● **Location identification entries**:
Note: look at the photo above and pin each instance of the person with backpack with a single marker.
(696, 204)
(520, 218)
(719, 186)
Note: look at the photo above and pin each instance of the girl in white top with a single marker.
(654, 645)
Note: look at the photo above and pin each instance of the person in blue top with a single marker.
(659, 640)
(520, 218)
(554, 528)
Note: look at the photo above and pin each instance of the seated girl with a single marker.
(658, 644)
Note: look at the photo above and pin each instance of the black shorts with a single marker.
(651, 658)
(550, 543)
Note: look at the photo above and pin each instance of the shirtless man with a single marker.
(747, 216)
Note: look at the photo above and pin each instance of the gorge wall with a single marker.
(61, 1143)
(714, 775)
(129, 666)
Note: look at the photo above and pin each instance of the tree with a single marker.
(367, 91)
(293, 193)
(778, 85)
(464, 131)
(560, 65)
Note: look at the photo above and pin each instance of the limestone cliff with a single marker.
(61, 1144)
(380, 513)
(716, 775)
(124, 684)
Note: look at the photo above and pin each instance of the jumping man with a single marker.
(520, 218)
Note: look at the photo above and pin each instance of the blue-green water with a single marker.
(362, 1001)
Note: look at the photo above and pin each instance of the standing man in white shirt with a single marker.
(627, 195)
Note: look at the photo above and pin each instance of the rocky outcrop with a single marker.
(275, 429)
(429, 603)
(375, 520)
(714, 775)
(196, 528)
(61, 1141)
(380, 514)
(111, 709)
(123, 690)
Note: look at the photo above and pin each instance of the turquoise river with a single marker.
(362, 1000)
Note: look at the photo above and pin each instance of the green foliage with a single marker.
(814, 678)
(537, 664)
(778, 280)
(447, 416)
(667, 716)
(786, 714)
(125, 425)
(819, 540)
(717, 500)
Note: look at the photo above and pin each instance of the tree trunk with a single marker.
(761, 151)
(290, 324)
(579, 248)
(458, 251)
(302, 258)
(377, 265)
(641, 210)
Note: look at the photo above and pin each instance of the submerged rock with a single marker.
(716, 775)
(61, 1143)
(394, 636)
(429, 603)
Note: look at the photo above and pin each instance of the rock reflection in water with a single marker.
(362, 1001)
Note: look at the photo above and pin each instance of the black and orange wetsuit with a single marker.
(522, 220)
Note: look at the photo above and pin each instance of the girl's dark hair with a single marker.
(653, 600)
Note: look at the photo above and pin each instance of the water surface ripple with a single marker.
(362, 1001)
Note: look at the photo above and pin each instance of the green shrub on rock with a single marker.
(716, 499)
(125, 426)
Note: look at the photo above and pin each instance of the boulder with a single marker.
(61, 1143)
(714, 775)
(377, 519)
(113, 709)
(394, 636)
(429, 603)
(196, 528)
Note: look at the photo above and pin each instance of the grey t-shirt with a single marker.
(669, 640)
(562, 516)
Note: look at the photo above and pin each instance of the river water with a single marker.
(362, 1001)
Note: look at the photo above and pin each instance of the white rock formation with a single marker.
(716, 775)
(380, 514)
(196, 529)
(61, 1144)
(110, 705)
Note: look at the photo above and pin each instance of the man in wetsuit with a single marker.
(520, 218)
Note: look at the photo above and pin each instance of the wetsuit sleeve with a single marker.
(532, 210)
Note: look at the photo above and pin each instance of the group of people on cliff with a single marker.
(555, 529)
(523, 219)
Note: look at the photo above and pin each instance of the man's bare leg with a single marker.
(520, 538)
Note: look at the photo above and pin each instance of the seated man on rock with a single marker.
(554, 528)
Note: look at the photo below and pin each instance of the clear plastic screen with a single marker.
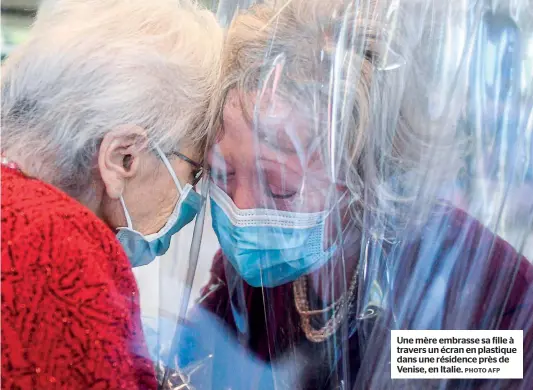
(373, 172)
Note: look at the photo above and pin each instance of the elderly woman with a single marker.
(322, 180)
(104, 124)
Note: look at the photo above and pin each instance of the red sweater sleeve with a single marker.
(70, 307)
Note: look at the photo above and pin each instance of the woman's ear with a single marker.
(118, 157)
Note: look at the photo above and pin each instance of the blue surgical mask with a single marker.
(269, 248)
(141, 249)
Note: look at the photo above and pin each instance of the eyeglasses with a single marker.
(198, 169)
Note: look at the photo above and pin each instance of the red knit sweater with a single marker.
(70, 306)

● **REQUIREMENT**:
Repeat the material above in full and exactly, apart from the pictures.

● **OUTPUT BELOW**:
Note: look at the photo above and pin each instance of the person with backpack with a single marker.
(696, 204)
(520, 218)
(719, 186)
Note: look at the photo above and pin each instance of the girl in white top with a single marker.
(654, 645)
Note: look at the photo above and pin each instance of the person in blue top with a single marker.
(659, 640)
(520, 218)
(554, 528)
Note: look at the photo above and pin each instance of the seated girl with a single marker.
(658, 644)
Note: look at the photo above and pin each instance of the black shorts with a single marker.
(651, 658)
(550, 543)
Note: look at the photo above and pin each instance of the shirtless man with a single marker.
(747, 216)
Note: look at the photo above and pin each instance of the gorge wall with a single marker.
(61, 1143)
(714, 775)
(129, 666)
Note: look at the photo above and pin each instance of the tree with a single marker.
(367, 91)
(293, 193)
(778, 85)
(464, 131)
(560, 65)
Note: look at the photo above and pin each instance of the limestone cliff with a single marker.
(61, 1144)
(380, 513)
(716, 775)
(124, 684)
Note: look at the photo above and pin each instance of the jumping man with a single marker.
(520, 218)
Note: look at the photo above and pin each instance of the blue-green water with a single marker.
(362, 1001)
Note: look at the photo above and pin each instance of the standing man in white shirt with a single marker.
(627, 195)
Note: look at the photo above and pin each instance of the rocky outcrop with a single marker.
(275, 429)
(429, 603)
(375, 520)
(714, 775)
(196, 528)
(61, 1141)
(380, 514)
(111, 709)
(123, 690)
Note: look at the photo above and pin each instance of the turquoise river with a single marker.
(362, 1000)
Note: look at the photo above and pin each instance of the green foliage with a single marker.
(814, 678)
(537, 664)
(778, 280)
(447, 416)
(667, 716)
(786, 714)
(125, 425)
(819, 540)
(717, 500)
Note: look at the photo above and pin each instance of the tree trunk with a single marker.
(761, 151)
(290, 324)
(579, 248)
(458, 251)
(302, 258)
(377, 265)
(641, 210)
Note: look at the photo above and pin each instance of the submerged rock with a single marker.
(716, 775)
(61, 1143)
(394, 636)
(429, 603)
Note: look at the photo above and pin each instance of the rock reflection in water with a single marker.
(362, 1001)
Note: look at the photo above and pin each instance of the black and orange wetsuit with a single marker.
(522, 220)
Note: look at the photo above and pin each instance of the girl's dark hair with a single marker.
(653, 600)
Note: look at the photo above and pin each instance of the water surface ripple with a single marker.
(362, 1001)
Note: look at the photo above and pin each instance of the green shrub on rock with a single marker.
(716, 499)
(125, 426)
Note: look at the photo above and pin each instance of the boulder with a single marker.
(61, 1143)
(714, 775)
(377, 519)
(113, 709)
(394, 636)
(429, 603)
(196, 528)
Note: look at the photo above and pin each instance of the grey t-shirt with a single marker.
(669, 640)
(562, 516)
Note: look at the photo above and pin each instance of the river water with a single marker.
(362, 1001)
Note: look at the photo above and pin each instance of the white rock formation with a single marker.
(716, 775)
(380, 514)
(196, 529)
(61, 1144)
(110, 705)
Note: look at the photo above and pin each instance of the man in wetsuit with a single marker.
(520, 218)
Note: look at the photo above and pin each instance of the wetsuit sleeve with a single marker.
(532, 210)
Note: look at the photo above and pin each instance of the group of people on cliff with a single marker.
(555, 529)
(523, 219)
Note: look at the photo above and pin each instance of the man's bare leg with a single marker.
(520, 538)
Note: look at the photo above and pin each instance of the seated man on rock with a single marker.
(554, 528)
Note: look at the photo below and pin each instance of the clear plastic screen with a single marker.
(373, 172)
Note: look at the photo above and pin each instance of the elderly woman with a single marker.
(322, 180)
(104, 124)
Note: look at the photo above and pin each instance of the red sweater sleeve with a single marker.
(70, 307)
Note: look at the photo above and pin each instance of the woman's ear with a single marker.
(118, 157)
Note: look at the photo above and pin each instance of the blue surgical mask with a single marker.
(269, 248)
(141, 249)
Note: look at the photo above and pin each instance of the eyeglasses with a single marker.
(198, 169)
Note: look at the photo above and pin each instance of the red knit sweater with a single marker.
(70, 306)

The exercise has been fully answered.